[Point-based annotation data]
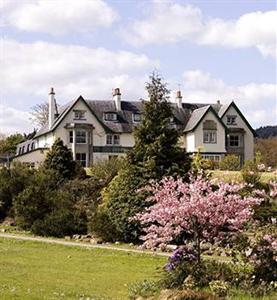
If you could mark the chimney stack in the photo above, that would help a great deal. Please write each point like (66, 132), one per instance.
(52, 108)
(179, 99)
(117, 98)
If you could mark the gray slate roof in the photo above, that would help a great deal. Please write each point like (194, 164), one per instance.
(184, 118)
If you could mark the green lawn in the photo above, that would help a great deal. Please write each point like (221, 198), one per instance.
(34, 270)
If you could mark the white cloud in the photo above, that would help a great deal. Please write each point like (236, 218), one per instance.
(13, 120)
(29, 69)
(170, 22)
(257, 101)
(59, 17)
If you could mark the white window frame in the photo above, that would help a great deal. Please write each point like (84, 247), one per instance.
(71, 136)
(116, 139)
(110, 116)
(82, 160)
(113, 139)
(79, 114)
(213, 157)
(109, 139)
(76, 137)
(209, 136)
(237, 136)
(136, 117)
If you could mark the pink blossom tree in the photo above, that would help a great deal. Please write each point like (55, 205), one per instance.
(197, 208)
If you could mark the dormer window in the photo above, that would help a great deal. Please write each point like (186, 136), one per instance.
(136, 117)
(113, 139)
(231, 120)
(110, 116)
(79, 114)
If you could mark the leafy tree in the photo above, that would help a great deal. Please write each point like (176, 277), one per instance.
(195, 208)
(268, 149)
(155, 154)
(230, 163)
(8, 144)
(36, 200)
(156, 148)
(12, 182)
(51, 206)
(39, 114)
(60, 159)
(121, 200)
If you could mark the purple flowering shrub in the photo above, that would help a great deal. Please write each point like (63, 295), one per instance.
(264, 259)
(180, 256)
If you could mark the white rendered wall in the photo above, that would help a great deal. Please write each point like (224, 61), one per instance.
(37, 157)
(248, 137)
(196, 142)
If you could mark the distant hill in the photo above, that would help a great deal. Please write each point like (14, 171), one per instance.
(267, 132)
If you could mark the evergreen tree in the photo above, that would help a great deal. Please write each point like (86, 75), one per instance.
(60, 159)
(156, 148)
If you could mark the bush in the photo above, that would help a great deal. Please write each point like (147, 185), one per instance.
(52, 208)
(145, 288)
(202, 274)
(220, 288)
(250, 173)
(230, 163)
(121, 196)
(12, 182)
(36, 201)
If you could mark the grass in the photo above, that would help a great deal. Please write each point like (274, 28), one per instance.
(229, 176)
(33, 270)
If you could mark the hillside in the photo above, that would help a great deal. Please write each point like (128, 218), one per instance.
(265, 132)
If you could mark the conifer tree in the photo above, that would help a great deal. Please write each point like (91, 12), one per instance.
(156, 148)
(60, 159)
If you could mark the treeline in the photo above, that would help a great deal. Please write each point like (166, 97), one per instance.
(59, 199)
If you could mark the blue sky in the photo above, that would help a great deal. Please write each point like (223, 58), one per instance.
(210, 49)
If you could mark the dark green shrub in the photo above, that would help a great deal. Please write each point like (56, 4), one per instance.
(36, 201)
(53, 208)
(250, 173)
(230, 163)
(203, 273)
(12, 182)
(121, 201)
(145, 288)
(60, 159)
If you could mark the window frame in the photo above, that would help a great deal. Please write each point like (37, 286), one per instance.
(231, 119)
(82, 114)
(71, 136)
(111, 138)
(238, 140)
(82, 160)
(212, 157)
(136, 115)
(210, 133)
(107, 116)
(76, 137)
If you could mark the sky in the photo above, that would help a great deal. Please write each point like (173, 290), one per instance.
(211, 50)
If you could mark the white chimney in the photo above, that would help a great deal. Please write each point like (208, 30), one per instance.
(117, 98)
(179, 99)
(52, 108)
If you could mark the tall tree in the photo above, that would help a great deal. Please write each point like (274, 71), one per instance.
(39, 114)
(156, 148)
(60, 158)
(8, 144)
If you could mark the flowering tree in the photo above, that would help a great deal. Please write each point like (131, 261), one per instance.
(196, 208)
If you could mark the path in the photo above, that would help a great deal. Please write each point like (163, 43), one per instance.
(77, 244)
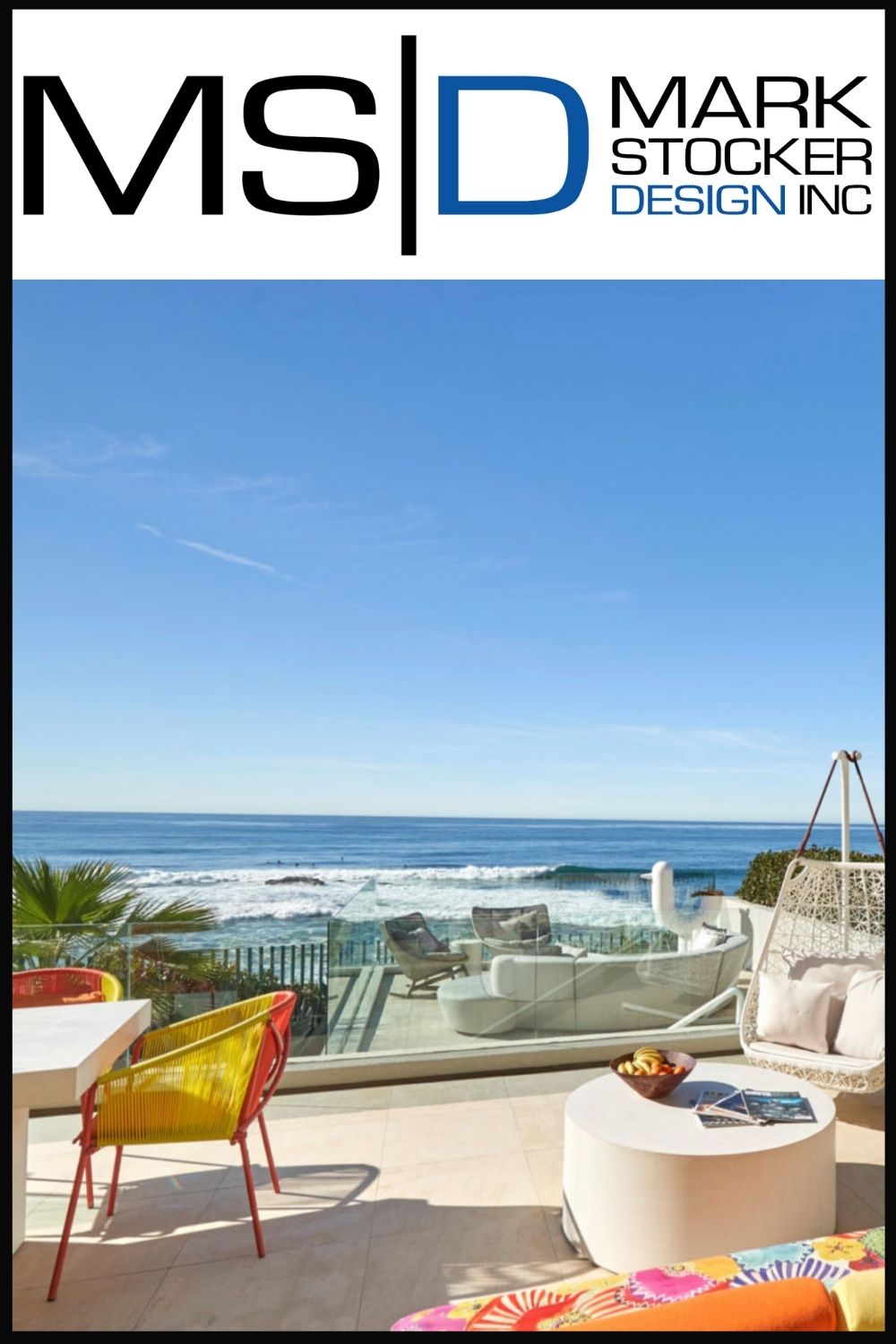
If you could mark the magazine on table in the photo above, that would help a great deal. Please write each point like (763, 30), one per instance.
(718, 1109)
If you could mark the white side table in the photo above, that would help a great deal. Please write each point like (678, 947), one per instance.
(643, 1183)
(473, 949)
(56, 1054)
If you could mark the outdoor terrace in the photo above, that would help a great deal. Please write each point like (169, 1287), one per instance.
(395, 1198)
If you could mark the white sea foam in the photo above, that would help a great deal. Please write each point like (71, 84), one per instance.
(376, 892)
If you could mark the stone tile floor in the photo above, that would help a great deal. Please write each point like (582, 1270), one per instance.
(395, 1198)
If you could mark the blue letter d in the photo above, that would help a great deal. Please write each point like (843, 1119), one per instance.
(449, 168)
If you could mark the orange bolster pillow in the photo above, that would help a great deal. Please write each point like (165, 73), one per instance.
(790, 1304)
(56, 1000)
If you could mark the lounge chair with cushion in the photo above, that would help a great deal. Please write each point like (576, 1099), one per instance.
(418, 953)
(509, 929)
(594, 992)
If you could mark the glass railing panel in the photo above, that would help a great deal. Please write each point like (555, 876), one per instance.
(568, 954)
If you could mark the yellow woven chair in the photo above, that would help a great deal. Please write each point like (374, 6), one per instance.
(209, 1077)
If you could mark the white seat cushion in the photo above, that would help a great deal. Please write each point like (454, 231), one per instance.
(793, 1054)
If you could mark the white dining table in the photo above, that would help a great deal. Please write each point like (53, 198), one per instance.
(56, 1054)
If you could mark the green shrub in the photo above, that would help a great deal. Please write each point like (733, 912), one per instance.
(766, 873)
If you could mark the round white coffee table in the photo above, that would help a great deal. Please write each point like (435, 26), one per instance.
(643, 1183)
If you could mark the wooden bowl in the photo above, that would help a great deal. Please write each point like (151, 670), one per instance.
(656, 1086)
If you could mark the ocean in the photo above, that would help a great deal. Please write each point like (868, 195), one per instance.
(441, 866)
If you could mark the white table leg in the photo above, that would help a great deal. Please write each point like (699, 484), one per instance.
(19, 1175)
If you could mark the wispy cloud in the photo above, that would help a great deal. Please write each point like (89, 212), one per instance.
(86, 453)
(228, 556)
(732, 738)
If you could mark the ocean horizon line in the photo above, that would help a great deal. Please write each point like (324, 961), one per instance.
(433, 816)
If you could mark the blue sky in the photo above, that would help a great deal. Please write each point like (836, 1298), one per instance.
(578, 550)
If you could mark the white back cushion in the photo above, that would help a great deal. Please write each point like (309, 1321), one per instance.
(793, 1012)
(532, 978)
(861, 1026)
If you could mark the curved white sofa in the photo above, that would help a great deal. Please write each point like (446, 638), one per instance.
(590, 992)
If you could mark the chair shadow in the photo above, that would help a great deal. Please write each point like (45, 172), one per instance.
(866, 1112)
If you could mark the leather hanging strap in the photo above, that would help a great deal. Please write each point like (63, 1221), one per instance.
(821, 798)
(853, 757)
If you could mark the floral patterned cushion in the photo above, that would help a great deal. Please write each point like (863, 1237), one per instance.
(555, 1305)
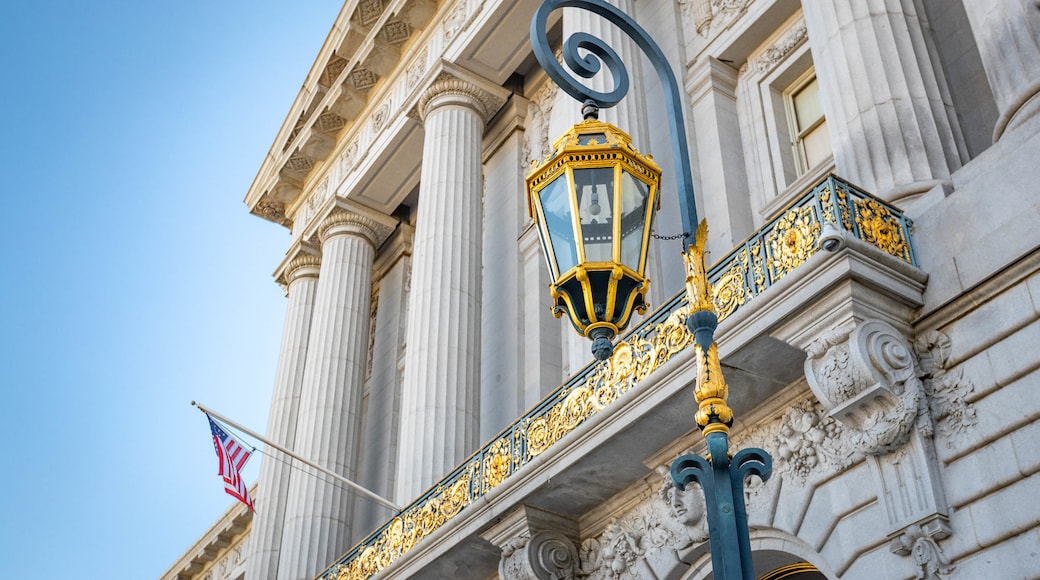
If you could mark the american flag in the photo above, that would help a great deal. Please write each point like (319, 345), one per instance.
(232, 456)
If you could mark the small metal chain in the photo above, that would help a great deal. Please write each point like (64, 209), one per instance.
(675, 237)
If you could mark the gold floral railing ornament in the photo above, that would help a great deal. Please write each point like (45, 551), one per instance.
(781, 245)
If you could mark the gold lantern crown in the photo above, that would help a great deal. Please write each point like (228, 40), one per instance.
(594, 200)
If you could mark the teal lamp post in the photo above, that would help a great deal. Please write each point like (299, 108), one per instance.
(593, 201)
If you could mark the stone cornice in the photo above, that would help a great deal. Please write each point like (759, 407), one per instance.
(214, 543)
(363, 48)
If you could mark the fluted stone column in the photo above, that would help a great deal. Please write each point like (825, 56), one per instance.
(319, 512)
(1008, 34)
(885, 96)
(440, 395)
(300, 277)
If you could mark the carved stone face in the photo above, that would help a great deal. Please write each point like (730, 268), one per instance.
(687, 507)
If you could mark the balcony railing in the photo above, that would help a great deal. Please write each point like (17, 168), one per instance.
(777, 248)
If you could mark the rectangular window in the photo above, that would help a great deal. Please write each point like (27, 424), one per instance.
(812, 143)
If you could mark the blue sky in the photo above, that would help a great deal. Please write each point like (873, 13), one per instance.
(134, 279)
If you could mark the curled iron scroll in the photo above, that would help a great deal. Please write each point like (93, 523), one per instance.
(590, 64)
(600, 54)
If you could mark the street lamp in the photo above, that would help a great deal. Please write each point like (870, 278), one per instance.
(594, 200)
(588, 268)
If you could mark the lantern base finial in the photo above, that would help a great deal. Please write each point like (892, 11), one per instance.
(601, 345)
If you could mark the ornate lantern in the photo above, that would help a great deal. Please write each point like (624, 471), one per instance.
(594, 201)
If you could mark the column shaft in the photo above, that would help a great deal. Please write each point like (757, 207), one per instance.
(1008, 34)
(319, 511)
(440, 393)
(265, 537)
(890, 116)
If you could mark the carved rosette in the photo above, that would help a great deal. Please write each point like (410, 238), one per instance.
(866, 378)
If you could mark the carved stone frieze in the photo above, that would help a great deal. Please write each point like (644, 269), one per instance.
(368, 11)
(712, 16)
(395, 32)
(807, 441)
(332, 71)
(329, 122)
(361, 78)
(273, 211)
(417, 69)
(773, 55)
(538, 142)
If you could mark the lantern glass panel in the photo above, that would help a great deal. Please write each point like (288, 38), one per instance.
(556, 211)
(634, 202)
(594, 187)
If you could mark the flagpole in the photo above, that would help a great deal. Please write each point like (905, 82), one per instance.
(378, 499)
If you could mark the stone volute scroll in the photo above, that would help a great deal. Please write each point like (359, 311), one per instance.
(536, 545)
(866, 377)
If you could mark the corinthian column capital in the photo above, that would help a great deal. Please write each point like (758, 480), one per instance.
(866, 377)
(455, 86)
(343, 220)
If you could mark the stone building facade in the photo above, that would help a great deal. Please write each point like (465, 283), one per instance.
(891, 379)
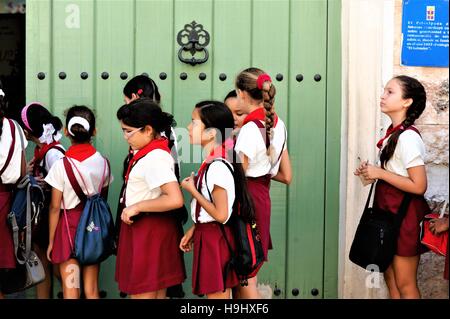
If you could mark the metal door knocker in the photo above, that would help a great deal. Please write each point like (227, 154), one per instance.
(193, 38)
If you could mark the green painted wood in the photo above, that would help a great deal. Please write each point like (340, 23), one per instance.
(232, 47)
(186, 93)
(307, 112)
(114, 53)
(289, 37)
(333, 137)
(155, 45)
(38, 46)
(270, 52)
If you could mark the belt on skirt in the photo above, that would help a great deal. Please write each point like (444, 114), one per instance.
(6, 188)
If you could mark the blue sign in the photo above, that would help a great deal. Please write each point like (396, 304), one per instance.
(425, 33)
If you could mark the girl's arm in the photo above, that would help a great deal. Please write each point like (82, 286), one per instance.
(170, 198)
(186, 241)
(244, 159)
(54, 211)
(415, 183)
(218, 209)
(284, 174)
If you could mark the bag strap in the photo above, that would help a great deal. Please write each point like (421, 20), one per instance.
(265, 137)
(72, 247)
(402, 210)
(222, 226)
(72, 179)
(23, 165)
(209, 193)
(443, 208)
(412, 128)
(23, 183)
(56, 147)
(11, 147)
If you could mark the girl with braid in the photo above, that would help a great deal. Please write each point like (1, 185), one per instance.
(401, 172)
(262, 147)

◆ **Set exercise**
In the entries above, find the line containing "If you could mark the blue sign". Set down that line and every line after it through the last one, exactly and alone.

◆ **Written answer**
If you could mark the blue sign in the photo above, that would help a great deal. Please write each point like (396, 304), one per instance.
(425, 33)
If you could mark the girl's arm in the photo above, that would help a great deal. Please write each point like (82, 286), one per instance.
(170, 198)
(186, 241)
(244, 159)
(54, 211)
(415, 183)
(218, 209)
(284, 174)
If you could mark the bag strap in the photo above, that would help a great deal. Please write each point like (421, 20), one per instance.
(265, 137)
(72, 247)
(402, 210)
(222, 226)
(72, 179)
(23, 165)
(209, 193)
(443, 208)
(412, 128)
(23, 183)
(56, 147)
(11, 147)
If you could mark the girl with braid in the photo above, that would help a great deal. Please write each point like (1, 185), one per instance.
(401, 172)
(262, 147)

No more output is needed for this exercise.